Alderman Moore is committed to preserving and creating affordable housing in Rogers Park. In the last two years alone, he has worked to create 119 new units and preserve 56 units of affordable housing.
In September 2018, Moore convinced the Chicago Housing Authority (CHA) to purchase Levy House at 1221 W. Sherwin, thus preserving 56 units affordable senior housing so the senior citizens living there may remain in their homes.
In 2017, Moore helped a developer secure City of Chicago Low Income Housing Tax Credits to build 54 affordable housing units on top of 3,300 square feet of retail storefront space at Clark and Estes. Construction started in October 2018 with completion set for the end of 2019.
Also in 2017, based on community input, Moore approved a zoning change for a 30-unit accessible redevelopment that includes 3 units of accessible affordable housing. The proposal preserves the historic terra cotta façade of this Orange-rated building.
In 2016, he worked with the CHA and developer to create 65 CHA and 46 market rate units above a Target, all due to open in 2019 on Sheridan just north of Devon.

★ ★ ★

▶ Written request 1:
Reproduce the listing word for word, from its first line through the line containing "(1107, 827)", including both of those lines.

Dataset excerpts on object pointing
★ ★ ★

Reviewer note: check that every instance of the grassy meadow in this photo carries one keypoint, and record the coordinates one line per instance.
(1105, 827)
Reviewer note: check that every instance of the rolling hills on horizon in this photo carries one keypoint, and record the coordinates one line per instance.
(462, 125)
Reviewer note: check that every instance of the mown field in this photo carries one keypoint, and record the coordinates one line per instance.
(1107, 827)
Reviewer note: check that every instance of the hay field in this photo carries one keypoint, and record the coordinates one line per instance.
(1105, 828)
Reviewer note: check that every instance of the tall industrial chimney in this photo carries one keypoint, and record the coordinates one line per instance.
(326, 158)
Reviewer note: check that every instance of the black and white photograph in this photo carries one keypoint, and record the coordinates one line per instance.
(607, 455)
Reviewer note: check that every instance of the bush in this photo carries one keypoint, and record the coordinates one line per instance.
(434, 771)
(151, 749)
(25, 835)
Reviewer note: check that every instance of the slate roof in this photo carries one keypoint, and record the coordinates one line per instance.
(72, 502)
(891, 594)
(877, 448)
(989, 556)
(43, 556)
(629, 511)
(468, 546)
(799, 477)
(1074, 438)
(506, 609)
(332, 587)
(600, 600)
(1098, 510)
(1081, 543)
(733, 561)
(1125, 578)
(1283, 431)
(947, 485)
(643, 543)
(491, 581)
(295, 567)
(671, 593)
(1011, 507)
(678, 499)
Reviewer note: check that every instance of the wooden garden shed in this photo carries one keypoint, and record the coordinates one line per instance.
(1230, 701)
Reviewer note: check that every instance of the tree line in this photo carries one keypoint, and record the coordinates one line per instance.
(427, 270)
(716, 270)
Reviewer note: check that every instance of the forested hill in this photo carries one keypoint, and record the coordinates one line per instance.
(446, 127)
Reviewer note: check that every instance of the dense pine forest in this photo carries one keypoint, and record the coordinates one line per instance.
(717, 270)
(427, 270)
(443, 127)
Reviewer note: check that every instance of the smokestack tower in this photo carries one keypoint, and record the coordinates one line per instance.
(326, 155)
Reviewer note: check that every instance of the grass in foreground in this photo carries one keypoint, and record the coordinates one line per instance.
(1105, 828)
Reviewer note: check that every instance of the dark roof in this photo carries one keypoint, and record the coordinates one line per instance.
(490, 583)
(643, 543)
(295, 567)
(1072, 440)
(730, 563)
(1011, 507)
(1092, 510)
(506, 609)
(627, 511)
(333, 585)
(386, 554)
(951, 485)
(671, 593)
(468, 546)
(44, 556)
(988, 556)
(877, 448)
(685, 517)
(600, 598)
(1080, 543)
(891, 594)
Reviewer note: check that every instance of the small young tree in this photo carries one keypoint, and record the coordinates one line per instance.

★ ★ ★

▶ Written request 2:
Write the next part of the passage on affordable housing in Rogers Park, starting after its final sentence.

▶ Final result 1:
Reviewer note: check that every instance of the grassy meadow in this photo carries one keypoint, and record the coordinates one line per instance.
(1105, 827)
Reviewer note: check that every instance of the rolling hills on horizon in this photo carries one keypoint, and record the coordinates one line per instance.
(462, 125)
Reviewer note: check that every instance of the mown field in this photo carries one keypoint, and record the coordinates one line per instance.
(1107, 827)

▶ Final result 2:
Starting in 2010, Moore made the 49th Ward the first political jurisdiction in the country to put people directly in charge of public dollars. Participatory Budgeting had been used throughout South America, Europe, and Canada for over two decades, but it was the first time it had been applied in the United States.
And now for the past nine years, Moore has asked constituents–the residents of the 49th Ward–to decide directly how to spend $1 million in their tax dollars on various capital improvements that they choose and approve.
Here are the major projects that ward residents voted to approve recently.
For 2019 budget year: One hundred new trees, bus benches, artistic murals on CTA embankment walls and Metra viaducts, a public plaza/stage in Touhy Park, and partial funding for an artificial turf field and running track at Sullivan High School (the remaining funds will be proposed on future PB election ballots).
2018: Seven new benches at Loyola, Touhy and Pottawattomie parks, and one at Sherwin Beach; Pratt Avenue bike lane extension.
2017: 100 more new trees for Rogers Park; Learning Garden at Gale Academy; updated streetlights on Clark Street; lean bars in heat lamp shelters on CTA platforms.
2016: 100 new trees in Rogers Park; new streetlights around Kilmer, Sullivan schools; improvements at Dubkin, Paschen and Loyola parks.
2015: 100 new trees planted in Rogers Park; park improvements at Pottawattomie Park, and Goldberg and Washington playlots; five new murals at CTA and Metra underpasses, and a mini artificial turf soccer field at Langdon Park.
Since 2015, almost 1,500 citizens shared ward improvement ideas; almost 10,000 citizens voted.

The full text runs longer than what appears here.